Seoul’s proposal to ditch ban on North Korean media is long overdue
– Censorship vastly overemphasizes danger of Pyongyang’s propaganda and is holdover from South Korea’s illiberal past
The following article is an opinion piece by Kyung-Sin Park, a law professor at Korea University and the executive director of Open Net Korea. Views expressed in opinion articles are exclusively the author’s own and do not represent those of NK News.
South Korea’s unification minister recently made some curious comments about wanting to allow wider citizen access to North Korean state media, telegraphing a long-overdue move that could end decades of censorship.
“We would like to restore ethnic homogeneity by progressively making available North Korea’s press, publications, broadcasting and other means of communication and thereby expanding mutual understanding and common ground,” Kwon Young-se reportedly said in a briefing on the ministry’s future plans.
On the face of it, the ministry appears ready to modernize its stance on the National Security Act (NSA), a relic of the Cold War that South Korean governments have cited to justify their ban on DPRK media.
And yet, just a week after Kwon’s remarks, ROK police executed a search and seizure warrant on the pro-unification activist Jung Dae-il on suspicion of violating the NSA. Jung had published North Korea-related content before, including the autobiography of Kim Il Sung.
The raid betrayed conflicting approaches to North Korean media within South Korea, as ROK authorities continue to lean on the NSA to ban DPRK propaganda. This occurs despite criticism by international human rights groups, including the U.N. Human Rights Committee, that it violates freedom of speech.
South Korea’s insistence on censoring all private acts of simply consuming the North Korean media is the worst form of state paternalism. It smacks of the ideological warfare of the Cold War, and doing away with crackdowns on North Korean media would go a long way toward helping the South escape a legacy of dictatorship and the global conflicts of yesteryear.
****************************************
**WRITTEN TASK 1**
From the opinion piece on North Korean media, copy the part that opens with the words containing "And yet, just" and closes with "freedom of speech.", substituting "search" for "raid".
**WRITTEN TASK 2**
Carry the opinion piece on North Korean media forward, starting after its last sentence.

**Records from a data source**
****************************************
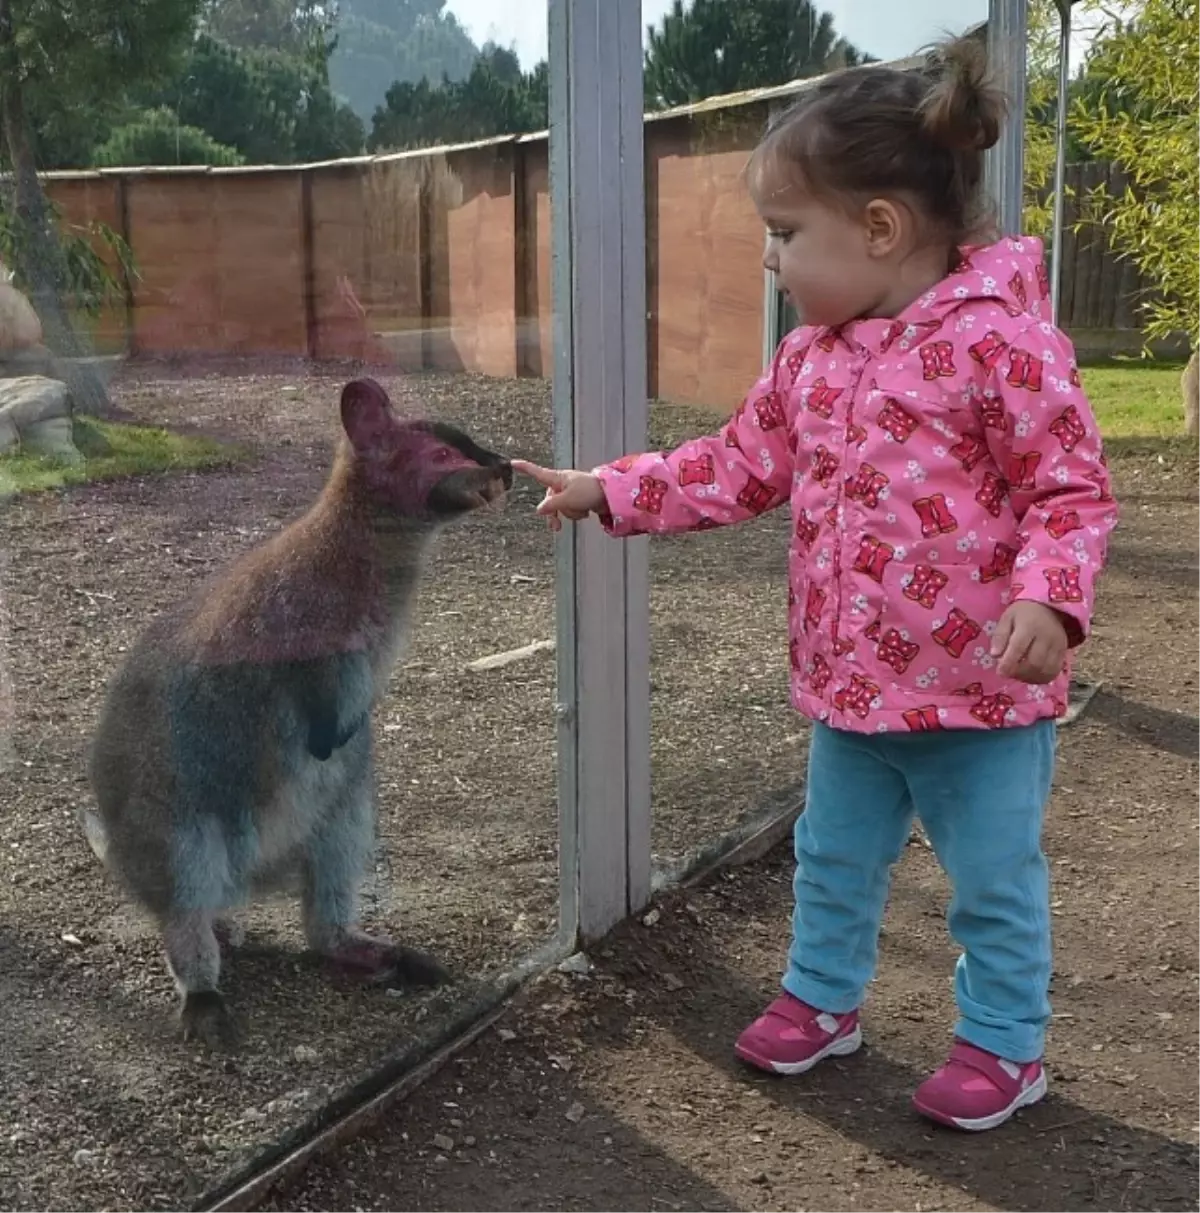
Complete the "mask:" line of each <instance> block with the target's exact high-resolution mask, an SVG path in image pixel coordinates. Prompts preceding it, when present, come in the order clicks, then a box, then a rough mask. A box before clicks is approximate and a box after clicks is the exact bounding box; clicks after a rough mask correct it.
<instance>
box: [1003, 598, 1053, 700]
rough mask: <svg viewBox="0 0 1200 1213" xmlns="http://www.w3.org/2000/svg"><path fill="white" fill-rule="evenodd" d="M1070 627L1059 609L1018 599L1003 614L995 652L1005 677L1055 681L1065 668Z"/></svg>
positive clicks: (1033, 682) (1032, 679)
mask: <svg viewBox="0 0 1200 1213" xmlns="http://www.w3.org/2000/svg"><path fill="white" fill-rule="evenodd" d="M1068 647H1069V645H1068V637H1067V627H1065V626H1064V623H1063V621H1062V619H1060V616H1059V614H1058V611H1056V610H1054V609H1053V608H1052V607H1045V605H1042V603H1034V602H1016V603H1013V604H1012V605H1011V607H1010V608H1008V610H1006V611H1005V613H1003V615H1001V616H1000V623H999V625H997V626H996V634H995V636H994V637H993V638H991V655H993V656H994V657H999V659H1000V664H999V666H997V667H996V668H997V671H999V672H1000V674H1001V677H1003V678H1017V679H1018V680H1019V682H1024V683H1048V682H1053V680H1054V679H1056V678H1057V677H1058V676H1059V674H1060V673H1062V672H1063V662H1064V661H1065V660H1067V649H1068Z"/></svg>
****************************************
**ANSWER SPACE 1**
And yet, just a week after Kwon’s remarks, ROK police executed a search and seizure warrant on the pro-unification activist Jung Dae-il on suspicion of violating the NSA. Jung had published North Korea-related content before, including the autobiography of Kim Il Sung.
The search betrayed conflicting approaches to North Korean media within South Korea, as ROK authorities continue to lean on the NSA to ban DPRK propaganda. This occurs despite criticism by international human rights groups, including the U.N. Human Rights Committee, that it violates freedom of speech.

**ANSWER SPACE 2**
WHAT THE LAW SAYS
Article 7 of the NSA criminalizes “praising, promoting or otherwise condoning the activities of an anti-State organization,” which South Korean prosecutors and courts have interpreted to include the North Korean government in light of the two Koreas ongoing military confrontation.
South Korea revised the provision in 1991 to make it less broad, restricting its application to acts “knowingly threatening the survival and integrity of the nation (Korea) or its liberal democratic order.” After North Korea began satellite broadcasting that could reach the South the same year, Seoul’s unification ministry announced that citizens can watch DPRK television so long as they don’t do so in a way that violates the NSA.
In a sense then, the unification minister’s July 2022 announcement about allowing South Koreans to watch North Korean TV was gratuitous because Article 7 already allows for this under the ministry’s own interpretation back in 1991. Further, the law requires possession or active transmission of the allegedly dangerous material, something that just watching television does not entail.
However, the Korean Communication Standards Commission (KCSC), South Korea’s internet censorship body, still blocks access to North Korean government material on thousands of websites each year. It does so on the basis of its mandate to deliberate and act on “what is necessary for nurturing sound communication ethics,” not on what is illegal.
While South Korea’s Constitutional Court has ruled that this mandate is limited to “what is illegal or similar thereto,” this hasn’t stopped the KCS from continuing to block or delete material that isn’t illegal whenever its nine-member body, most of whom are over age 60, rules that something is “unethical.”
What this all means is that South Korea has continued to ban DPRK media in practice even though consuming it is not necessarily against the law. And in that context, the unification minister’s statement signaled a substantive change in policy that is at odds with the police raid on the pro-unification activist.
OUTDATED LAWS
North Korea, like the South, is a full U.N. member and is treated as a full nation, entering into treaties with other countries and with international bodies.
South Korea’s stubborn insistence on treating the DPRK as an “anti-state organization” and criminalizing any activity “condoning its actions” is out of step with this reality and turns any agreement with Pyongyang into an NSA violation.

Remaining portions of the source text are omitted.